╭─ PASSAGE TO READ
Cutouts Add Personal Touch at JPJ

Cardboard cutouts of fans placed in every seat in John Paul Jones Arena

For a $75 donation, Cavalier fans can have a virtual presence in the “crowd” at John Paul Jones Arena. (Photo by Matt Riley, UVA Athletics)

Bill Cole watched the recent University of Virginia-College of William & Mary men’s basketball game on his computer in San Jose, California. At the end of the Cavaliers’ one-sided victory, ACC Network cameras panned the stands at John Paul Jones Arena, showing some of the cutouts filling seats that otherwise would remain empty during the COVID-19 pandemic.

A 1987 alumnus of UVA, Cole was surprised and delighted to see a cutout of his fraternity brother Eddy Hott, and he paused the broadcast long enough to take a photo. Looking closer, Cole noticed another familiar face in the same frame: that of his great-grandfather and former UVA football coach William “King” Cole.

Bill Cole knew the cutout was among those at JPJ, because he’d supplied the black-and-white photo when he purchased the tribute to his late great-grandfather, who died in 1968. Until Tuesday, though, he hadn’t seen it during a broadcast.

With the pandemic ongoing, attendance at JPJ is effectively limited to family members of players and team staffers this season. So when UVA Athletics gave fans an opportunity to purchase “Hoos in the Crowd” cutouts, for $75 each, Cole immediately decided to honor one of his many relatives with ties to the University.

King Cole compiled a record of 12-6-2 in his two seasons (1905 and ’06) as the Cavaliers’ head football coach.

“I just thought it would be pretty cool to have his presence in a UVA environment,” said Bill Cole, whose son, Dylan, is a second-year student at the University. “The last time he was part of UVA, he was coaching football at Mad Bowl!”

cutout headshots: From left, William “King” Cole,service dog Beacon, and Ronald West

Faces in the crowd: From left, William “King” Cole, who coached UVA football in 1905 and ’06; service dog Beacon; and “diehard fan” Ronald West. (UVA Athletics photo)

Some 1,300 cutouts have been purchased, with orders from 35 states, plus the District of Columbia, and there’s a story behind every one of them.

Dirk Katstra, a former UVA basketball player who’s the longtime executive director of the Virginia Athletics Foundation, chose a photo of his late father, Richard Katstra.
╰─
Reproduce the stretch of the cutouts article from "King Cole compiled" through "(UVA Athletics photo)". Nothing in the lines after this relates to the cutouts article.
╭─ SUPPLIED MATERIAL
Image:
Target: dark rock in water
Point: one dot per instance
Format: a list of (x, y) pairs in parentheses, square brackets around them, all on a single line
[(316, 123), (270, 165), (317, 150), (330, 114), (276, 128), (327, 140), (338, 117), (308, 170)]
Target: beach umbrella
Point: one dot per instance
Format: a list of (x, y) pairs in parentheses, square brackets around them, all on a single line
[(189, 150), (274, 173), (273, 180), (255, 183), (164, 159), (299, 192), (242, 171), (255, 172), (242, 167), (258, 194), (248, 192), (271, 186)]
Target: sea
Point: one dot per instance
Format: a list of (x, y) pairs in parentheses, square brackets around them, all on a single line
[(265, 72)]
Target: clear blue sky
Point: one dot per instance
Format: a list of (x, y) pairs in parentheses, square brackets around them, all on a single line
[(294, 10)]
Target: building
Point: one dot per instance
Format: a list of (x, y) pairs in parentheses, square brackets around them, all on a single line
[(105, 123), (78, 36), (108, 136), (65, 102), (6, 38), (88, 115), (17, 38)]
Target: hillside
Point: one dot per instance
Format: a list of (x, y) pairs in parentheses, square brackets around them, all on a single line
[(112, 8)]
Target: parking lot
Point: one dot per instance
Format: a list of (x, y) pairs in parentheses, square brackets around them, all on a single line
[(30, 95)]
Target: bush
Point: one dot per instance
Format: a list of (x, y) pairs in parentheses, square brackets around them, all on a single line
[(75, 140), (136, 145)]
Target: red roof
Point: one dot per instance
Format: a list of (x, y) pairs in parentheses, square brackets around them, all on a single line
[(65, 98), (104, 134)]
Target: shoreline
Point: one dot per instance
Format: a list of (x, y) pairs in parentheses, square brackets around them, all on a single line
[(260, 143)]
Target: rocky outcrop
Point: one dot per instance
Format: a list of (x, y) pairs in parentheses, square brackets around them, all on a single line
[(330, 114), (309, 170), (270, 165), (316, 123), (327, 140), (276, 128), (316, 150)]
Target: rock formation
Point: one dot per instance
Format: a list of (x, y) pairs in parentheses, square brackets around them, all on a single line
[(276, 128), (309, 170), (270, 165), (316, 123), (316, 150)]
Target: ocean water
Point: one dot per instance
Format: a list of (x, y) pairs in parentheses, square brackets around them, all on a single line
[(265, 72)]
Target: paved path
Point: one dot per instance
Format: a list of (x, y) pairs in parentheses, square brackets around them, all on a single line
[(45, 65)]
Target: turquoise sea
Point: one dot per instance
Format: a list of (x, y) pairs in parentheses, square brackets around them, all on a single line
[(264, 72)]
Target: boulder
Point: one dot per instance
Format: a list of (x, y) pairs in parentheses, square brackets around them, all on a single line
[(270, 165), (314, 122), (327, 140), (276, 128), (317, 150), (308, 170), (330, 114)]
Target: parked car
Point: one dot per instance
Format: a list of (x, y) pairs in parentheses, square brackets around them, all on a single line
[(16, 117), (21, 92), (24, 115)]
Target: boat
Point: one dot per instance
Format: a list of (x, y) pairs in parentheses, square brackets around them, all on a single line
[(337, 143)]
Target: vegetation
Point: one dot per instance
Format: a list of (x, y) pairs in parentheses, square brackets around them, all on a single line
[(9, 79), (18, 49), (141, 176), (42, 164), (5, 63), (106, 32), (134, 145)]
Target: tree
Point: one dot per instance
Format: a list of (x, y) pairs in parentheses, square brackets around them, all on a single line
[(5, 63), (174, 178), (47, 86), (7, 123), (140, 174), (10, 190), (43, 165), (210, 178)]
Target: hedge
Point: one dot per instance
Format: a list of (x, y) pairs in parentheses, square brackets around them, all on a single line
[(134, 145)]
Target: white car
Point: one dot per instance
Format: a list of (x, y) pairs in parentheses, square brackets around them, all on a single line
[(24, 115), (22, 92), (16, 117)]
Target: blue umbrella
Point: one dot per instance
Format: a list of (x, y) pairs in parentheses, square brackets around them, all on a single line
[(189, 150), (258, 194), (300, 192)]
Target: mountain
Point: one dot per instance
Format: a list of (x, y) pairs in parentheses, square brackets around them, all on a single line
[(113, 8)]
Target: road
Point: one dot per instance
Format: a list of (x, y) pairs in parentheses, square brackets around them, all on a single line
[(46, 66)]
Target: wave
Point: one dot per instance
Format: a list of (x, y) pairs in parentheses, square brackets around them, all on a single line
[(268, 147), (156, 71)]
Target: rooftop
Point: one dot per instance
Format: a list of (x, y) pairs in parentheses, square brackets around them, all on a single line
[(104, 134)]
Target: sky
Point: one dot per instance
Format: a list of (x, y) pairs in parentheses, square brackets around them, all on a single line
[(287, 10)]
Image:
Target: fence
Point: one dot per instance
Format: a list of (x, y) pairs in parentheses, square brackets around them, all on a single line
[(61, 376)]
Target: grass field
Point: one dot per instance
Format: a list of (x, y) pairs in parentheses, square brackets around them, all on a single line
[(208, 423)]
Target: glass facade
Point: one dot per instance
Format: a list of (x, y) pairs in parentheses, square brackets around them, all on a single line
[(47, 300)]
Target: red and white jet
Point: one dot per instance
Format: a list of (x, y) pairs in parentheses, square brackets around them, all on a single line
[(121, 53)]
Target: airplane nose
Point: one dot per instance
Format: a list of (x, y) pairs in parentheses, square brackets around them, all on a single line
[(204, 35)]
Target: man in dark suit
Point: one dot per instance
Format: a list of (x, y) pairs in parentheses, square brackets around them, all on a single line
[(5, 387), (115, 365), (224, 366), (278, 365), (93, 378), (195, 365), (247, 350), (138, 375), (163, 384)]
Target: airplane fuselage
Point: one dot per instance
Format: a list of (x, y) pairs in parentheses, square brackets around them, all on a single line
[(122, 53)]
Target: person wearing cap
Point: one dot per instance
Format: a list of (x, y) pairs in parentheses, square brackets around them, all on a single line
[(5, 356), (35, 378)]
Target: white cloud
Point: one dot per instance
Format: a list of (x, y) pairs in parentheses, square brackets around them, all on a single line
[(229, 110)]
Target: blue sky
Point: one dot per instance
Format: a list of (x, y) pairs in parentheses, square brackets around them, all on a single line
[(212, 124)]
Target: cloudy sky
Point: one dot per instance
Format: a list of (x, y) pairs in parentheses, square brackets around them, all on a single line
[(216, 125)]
╰─
ANSWER BOX =
King Cole compiled a record of 12-6-2 in his two seasons (1905 and ’06) as the Cavaliers’ head football coach.

“I just thought it would be pretty cool to have his presence in a UVA environment,” said Bill Cole, whose son, Dylan, is a second-year student at the University. “The last time he was part of UVA, he was coaching football at Mad Bowl!”

cutout headshots: From left, William “King” Cole,service dog Beacon, and Ronald West

Faces in the crowd: From left, William “King” Cole, who coached UVA football in 1905 and ’06; service dog Beacon; and “diehard fan” Ronald West. (UVA Athletics photo)